PROBLEM DETAILS:
Please copy the part of the entries that opens with the line containing "like x=411, y=127." and closes with the line containing "x=502, y=311", both lines included, character for character and with nothing else.

RECORDS FOR THIS EXERCISE:
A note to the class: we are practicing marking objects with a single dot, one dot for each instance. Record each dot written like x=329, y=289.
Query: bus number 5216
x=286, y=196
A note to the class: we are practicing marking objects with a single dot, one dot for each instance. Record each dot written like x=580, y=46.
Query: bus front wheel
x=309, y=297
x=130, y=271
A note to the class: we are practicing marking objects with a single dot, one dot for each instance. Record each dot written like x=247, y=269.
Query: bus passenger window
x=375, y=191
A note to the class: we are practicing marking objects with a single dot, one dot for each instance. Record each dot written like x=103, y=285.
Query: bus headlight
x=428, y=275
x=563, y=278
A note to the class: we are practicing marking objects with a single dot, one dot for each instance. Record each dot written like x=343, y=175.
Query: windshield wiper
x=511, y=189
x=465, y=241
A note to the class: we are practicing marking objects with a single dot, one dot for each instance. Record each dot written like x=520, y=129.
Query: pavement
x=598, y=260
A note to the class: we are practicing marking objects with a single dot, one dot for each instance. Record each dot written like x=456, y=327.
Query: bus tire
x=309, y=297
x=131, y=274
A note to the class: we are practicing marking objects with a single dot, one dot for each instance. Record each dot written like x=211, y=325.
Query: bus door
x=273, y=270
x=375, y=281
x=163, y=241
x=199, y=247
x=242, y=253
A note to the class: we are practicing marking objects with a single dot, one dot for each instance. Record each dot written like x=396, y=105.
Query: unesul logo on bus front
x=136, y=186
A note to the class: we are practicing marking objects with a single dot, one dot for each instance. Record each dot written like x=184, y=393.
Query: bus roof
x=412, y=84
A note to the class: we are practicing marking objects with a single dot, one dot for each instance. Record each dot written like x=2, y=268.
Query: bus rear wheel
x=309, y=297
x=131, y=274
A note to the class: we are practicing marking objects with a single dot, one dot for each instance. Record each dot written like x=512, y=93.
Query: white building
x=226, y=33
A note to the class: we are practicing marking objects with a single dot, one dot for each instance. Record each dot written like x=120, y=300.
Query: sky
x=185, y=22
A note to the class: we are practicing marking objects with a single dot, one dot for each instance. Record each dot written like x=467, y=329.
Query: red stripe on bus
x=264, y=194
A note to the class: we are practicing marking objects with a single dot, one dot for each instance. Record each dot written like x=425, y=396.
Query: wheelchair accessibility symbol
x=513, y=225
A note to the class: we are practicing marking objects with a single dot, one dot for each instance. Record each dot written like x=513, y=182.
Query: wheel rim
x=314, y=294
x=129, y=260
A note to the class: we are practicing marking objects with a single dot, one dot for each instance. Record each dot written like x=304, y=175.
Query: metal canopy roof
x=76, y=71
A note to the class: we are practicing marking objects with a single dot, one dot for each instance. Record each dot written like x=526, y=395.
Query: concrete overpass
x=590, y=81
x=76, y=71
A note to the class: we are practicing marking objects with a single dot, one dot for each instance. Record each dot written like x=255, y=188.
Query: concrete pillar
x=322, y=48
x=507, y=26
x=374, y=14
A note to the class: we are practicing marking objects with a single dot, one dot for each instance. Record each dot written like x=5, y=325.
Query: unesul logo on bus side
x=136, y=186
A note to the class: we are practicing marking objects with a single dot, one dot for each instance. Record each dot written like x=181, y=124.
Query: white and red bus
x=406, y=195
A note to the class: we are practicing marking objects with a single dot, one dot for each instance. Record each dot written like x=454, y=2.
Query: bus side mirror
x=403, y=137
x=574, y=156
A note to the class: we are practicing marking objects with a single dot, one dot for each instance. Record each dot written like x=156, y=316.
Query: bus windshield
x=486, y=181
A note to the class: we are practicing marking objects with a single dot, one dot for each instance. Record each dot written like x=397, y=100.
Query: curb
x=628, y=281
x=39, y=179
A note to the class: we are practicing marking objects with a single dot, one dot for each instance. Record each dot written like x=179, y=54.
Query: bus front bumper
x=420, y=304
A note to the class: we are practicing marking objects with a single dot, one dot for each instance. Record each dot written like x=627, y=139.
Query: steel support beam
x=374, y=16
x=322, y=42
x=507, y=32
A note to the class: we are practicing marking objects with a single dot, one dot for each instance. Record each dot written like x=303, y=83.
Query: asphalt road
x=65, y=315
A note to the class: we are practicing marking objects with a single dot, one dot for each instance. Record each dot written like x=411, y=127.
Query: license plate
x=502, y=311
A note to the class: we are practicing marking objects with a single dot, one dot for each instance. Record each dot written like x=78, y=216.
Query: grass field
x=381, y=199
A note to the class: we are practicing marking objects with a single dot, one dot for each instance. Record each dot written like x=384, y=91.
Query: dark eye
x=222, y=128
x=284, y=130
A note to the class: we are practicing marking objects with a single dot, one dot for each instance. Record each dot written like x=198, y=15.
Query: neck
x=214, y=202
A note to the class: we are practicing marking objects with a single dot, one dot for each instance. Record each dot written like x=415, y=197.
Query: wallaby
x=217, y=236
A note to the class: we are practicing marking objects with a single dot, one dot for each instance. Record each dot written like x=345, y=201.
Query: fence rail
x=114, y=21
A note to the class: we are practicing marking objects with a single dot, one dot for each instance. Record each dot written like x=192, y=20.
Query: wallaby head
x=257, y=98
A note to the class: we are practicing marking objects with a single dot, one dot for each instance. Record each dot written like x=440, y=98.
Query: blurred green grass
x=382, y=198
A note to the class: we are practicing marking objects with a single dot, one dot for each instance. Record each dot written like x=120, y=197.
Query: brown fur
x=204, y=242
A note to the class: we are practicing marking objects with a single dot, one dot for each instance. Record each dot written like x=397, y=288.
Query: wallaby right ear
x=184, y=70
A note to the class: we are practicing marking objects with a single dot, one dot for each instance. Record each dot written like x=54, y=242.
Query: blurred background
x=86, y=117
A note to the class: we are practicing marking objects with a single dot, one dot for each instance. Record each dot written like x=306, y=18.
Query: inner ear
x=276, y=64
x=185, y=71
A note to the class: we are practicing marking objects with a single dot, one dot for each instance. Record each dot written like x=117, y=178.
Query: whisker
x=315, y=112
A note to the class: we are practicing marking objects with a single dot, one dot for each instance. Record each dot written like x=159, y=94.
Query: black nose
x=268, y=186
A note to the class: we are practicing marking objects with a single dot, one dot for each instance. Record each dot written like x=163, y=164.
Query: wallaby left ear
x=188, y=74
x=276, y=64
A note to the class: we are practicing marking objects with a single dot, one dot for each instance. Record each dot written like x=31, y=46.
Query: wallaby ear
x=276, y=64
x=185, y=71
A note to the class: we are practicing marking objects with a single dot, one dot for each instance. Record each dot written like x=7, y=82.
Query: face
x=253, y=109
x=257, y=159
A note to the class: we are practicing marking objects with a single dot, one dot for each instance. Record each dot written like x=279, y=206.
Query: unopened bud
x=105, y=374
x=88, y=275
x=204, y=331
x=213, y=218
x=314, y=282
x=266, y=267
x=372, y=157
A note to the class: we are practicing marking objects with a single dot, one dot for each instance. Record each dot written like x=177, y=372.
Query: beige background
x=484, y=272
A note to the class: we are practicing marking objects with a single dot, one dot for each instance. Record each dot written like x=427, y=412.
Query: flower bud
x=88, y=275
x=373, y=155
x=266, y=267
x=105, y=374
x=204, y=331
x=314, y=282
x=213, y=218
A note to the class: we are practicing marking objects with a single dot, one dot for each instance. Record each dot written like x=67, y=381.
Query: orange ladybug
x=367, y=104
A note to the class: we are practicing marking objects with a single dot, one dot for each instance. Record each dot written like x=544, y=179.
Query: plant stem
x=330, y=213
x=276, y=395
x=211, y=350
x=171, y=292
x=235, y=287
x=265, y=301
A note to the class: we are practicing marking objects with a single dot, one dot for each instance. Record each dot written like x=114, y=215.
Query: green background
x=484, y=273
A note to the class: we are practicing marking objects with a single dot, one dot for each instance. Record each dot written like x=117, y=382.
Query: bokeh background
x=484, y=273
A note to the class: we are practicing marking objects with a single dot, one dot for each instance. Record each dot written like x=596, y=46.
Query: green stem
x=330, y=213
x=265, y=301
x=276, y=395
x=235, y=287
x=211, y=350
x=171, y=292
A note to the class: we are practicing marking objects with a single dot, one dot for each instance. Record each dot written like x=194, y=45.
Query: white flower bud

RESULT BELOW:
A note to the class: we are practicing marking objects with a single dot, one dot for each instance. Record each dot written like x=411, y=127.
Query: license plate
x=502, y=311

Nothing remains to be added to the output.